● **Work required**
Please copy again the part of the data that opens with the line containing "of the power" and closes at the end of the data, keeping every line, and shift each coordinate in the answers by adding 137 to it.

Object location annotation data:
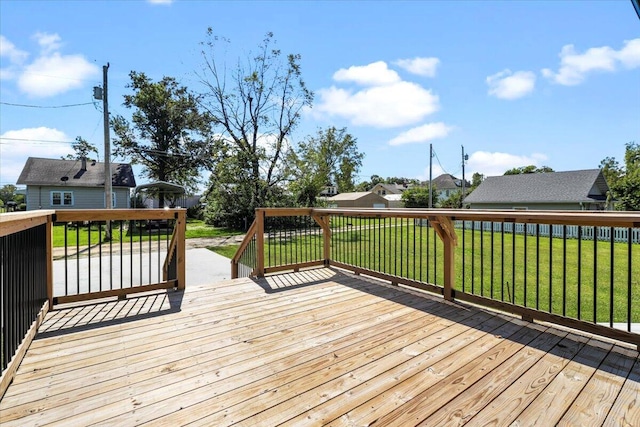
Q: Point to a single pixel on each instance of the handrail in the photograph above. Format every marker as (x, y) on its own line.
(476, 233)
(248, 237)
(176, 251)
(25, 284)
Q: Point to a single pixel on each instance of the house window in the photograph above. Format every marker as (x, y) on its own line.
(62, 198)
(113, 199)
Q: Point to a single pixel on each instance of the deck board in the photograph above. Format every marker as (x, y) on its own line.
(318, 347)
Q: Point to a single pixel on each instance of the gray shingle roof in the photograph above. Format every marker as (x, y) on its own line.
(38, 171)
(556, 187)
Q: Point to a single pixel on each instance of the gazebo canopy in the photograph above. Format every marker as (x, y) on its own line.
(172, 192)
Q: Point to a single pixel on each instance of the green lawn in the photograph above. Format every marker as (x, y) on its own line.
(558, 283)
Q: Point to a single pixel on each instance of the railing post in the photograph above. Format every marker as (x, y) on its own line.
(260, 242)
(449, 268)
(49, 239)
(327, 240)
(181, 227)
(447, 233)
(324, 222)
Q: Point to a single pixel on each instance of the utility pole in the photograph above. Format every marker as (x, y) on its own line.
(465, 157)
(107, 149)
(430, 176)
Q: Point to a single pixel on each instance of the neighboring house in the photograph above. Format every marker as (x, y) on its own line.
(74, 184)
(329, 190)
(395, 200)
(384, 189)
(446, 185)
(365, 199)
(572, 190)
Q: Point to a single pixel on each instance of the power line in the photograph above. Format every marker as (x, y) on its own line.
(44, 141)
(46, 106)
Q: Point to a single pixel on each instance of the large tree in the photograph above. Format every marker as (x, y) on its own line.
(529, 169)
(329, 157)
(167, 134)
(624, 181)
(81, 148)
(254, 106)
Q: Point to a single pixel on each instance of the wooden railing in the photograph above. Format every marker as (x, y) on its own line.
(87, 266)
(503, 260)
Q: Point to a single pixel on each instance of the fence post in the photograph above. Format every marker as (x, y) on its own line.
(260, 242)
(181, 228)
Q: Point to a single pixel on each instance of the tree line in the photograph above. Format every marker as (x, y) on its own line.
(238, 128)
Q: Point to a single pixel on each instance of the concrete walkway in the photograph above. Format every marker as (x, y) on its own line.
(102, 273)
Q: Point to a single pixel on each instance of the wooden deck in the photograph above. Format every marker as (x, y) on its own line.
(313, 348)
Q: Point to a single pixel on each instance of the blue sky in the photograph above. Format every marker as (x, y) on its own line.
(547, 83)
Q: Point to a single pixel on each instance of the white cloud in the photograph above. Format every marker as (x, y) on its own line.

● **The result**
Q: Point to a single pixel on each instance of the power line in the photograph above. Format every marker as (x, y) on its own line.
(181, 278)
(183, 243)
Q: Point to a single pixel on each instance of the large tree in the photograph above. Format every marker as (x, y) on its own line.
(666, 306)
(466, 294)
(304, 271)
(761, 318)
(218, 285)
(391, 243)
Q: Point to a single pixel on each instance of the wooden railing in the photograph above. Format every marker as (x, y) on its own line.
(224, 403)
(640, 397)
Q: Point to a single pixel on each instance of the fence post in the photograph above. Format every marker as (x, y) on its own line.
(397, 379)
(318, 365)
Q: Point to a single pixel on each instance of the tree line in the photograph above. Format every marker as (x, y) on its own line.
(375, 265)
Q: Point to a single pixel on each instance of the concrete walkway in the photograph above. Format every marker as (x, y) on its own line.
(239, 410)
Q: Point to a single pixel on each instance of the wooden deck in the photograph above. Format every marker as (x, y) on its own line.
(450, 485)
Q: Point to a single pixel on each instance of the blue sky in the photograph above. Format every marker as (x, y) on its own line.
(684, 220)
Q: Point to a single pixel on each instance of the white cloud in the photograph above. Format every marker as (x, y) on its own line.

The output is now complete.